Task instructions:
Output every entry exactly, from the first line to the last.

- - - - - - -

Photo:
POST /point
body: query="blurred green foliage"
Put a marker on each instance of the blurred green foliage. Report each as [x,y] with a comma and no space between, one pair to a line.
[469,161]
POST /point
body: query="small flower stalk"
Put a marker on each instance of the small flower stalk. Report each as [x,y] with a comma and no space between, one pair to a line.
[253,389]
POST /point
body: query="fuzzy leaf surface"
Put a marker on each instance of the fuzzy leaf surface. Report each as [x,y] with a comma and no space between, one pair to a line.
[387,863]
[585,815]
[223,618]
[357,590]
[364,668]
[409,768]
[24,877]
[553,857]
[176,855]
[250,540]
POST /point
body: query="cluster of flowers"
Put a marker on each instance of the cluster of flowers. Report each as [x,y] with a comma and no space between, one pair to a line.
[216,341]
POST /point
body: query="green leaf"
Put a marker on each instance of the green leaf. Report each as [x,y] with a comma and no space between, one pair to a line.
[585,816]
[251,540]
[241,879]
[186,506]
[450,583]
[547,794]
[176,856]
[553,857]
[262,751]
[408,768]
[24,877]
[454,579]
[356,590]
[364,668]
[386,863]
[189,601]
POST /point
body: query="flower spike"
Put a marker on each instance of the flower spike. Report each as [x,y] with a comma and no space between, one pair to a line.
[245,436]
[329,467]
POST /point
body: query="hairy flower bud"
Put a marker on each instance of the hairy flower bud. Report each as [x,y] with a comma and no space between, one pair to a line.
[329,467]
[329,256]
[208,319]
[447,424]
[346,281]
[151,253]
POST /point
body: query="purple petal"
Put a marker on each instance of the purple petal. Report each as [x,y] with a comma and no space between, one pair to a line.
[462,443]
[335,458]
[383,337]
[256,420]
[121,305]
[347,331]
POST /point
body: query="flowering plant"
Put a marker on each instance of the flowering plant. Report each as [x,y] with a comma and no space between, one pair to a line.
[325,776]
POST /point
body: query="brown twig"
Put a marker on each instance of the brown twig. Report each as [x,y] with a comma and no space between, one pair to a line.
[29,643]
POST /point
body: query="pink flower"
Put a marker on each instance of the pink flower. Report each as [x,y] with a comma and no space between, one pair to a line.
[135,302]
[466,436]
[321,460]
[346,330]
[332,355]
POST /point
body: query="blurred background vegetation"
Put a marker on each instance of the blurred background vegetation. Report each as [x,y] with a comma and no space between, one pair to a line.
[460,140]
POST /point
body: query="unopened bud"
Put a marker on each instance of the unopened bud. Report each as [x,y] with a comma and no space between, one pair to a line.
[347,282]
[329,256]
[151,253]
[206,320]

- - - - - - -

Solution for this task:
Photo:
POST /point
body: query="blurred green foliage"
Put a marker on each instance of the blurred green foliage. Report each as [x,y] with a comma and no space between, one pair to a line.
[469,161]
POST /point
body: query="small flower stalk"
Put a marker on each instance of the small flower stalk. Report each as [x,y] with a comma and no space between, one pair to a line.
[253,389]
POST /point
body: query="fuzzy leaf surface"
Put a marker on each instance of the fuzzy leaf surface. Report each as [x,y] with a comma and no space between, one pair to a line.
[387,863]
[585,815]
[223,618]
[357,590]
[364,668]
[409,768]
[24,877]
[553,857]
[176,855]
[250,540]
POST /point
body: query="cluster of flowers"
Put a marker on each instance of the cluster of flowers. Report each as [x,y] with a comma and no space between, one pair to a line.
[216,341]
POST /point
body: query="green leaf"
Put a marker on each instance of the green leaf. Report each as [x,y] with a comma and no space between, one pair to a line.
[585,816]
[251,540]
[241,879]
[186,506]
[450,583]
[547,794]
[176,856]
[553,857]
[262,751]
[408,768]
[24,877]
[454,579]
[356,590]
[364,668]
[386,863]
[189,601]
POST /point
body: query="flower spike"
Put a marker on each instance of the flower spike. Report each as [x,y] with a comma and no space between, one pair to a line.
[245,436]
[329,467]
POST /point
body: query="hairy flower bud"
Put a marker on each instance of the hairy flower bud. Report each as [x,y] with a comma and no space between, one pair to a line.
[329,467]
[329,256]
[208,319]
[447,424]
[346,281]
[151,253]
POST /point
body: query="purple petal"
Put a marker on each instance of the purple petal. Report each as [x,y] with a comma and no space between, one pair to a line.
[462,443]
[335,458]
[383,337]
[256,420]
[121,305]
[347,331]
POST /point
body: query="flowering plant"
Put a marker on each instance of the flowering plant. Report each as [x,y] with a comma and no space between, one pair to a line.
[325,776]
POST /point
body: query="brown twig"
Put a marker on each instance of the brown twig. Report each as [x,y] with a comma and no space between, one pair to a line.
[29,643]
POST /point
body: query="pink flower"
Put a marker on each instance of the pink flower. Report each as [x,y] with a comma and no space between, one pair to a line.
[135,302]
[466,436]
[321,460]
[346,330]
[332,355]
POST /point
body: query="blurred background vegetation"
Put a marker on each instance of the blurred background vegetation. Report each as [x,y] with a comma and no space between, one pair to a line.
[460,140]
POST /point
body: query="unopened bud"
Put a marker on each instance of the unopened bud. Report each as [x,y] with a comma and no space between, one pair to a line.
[347,282]
[329,256]
[151,253]
[206,320]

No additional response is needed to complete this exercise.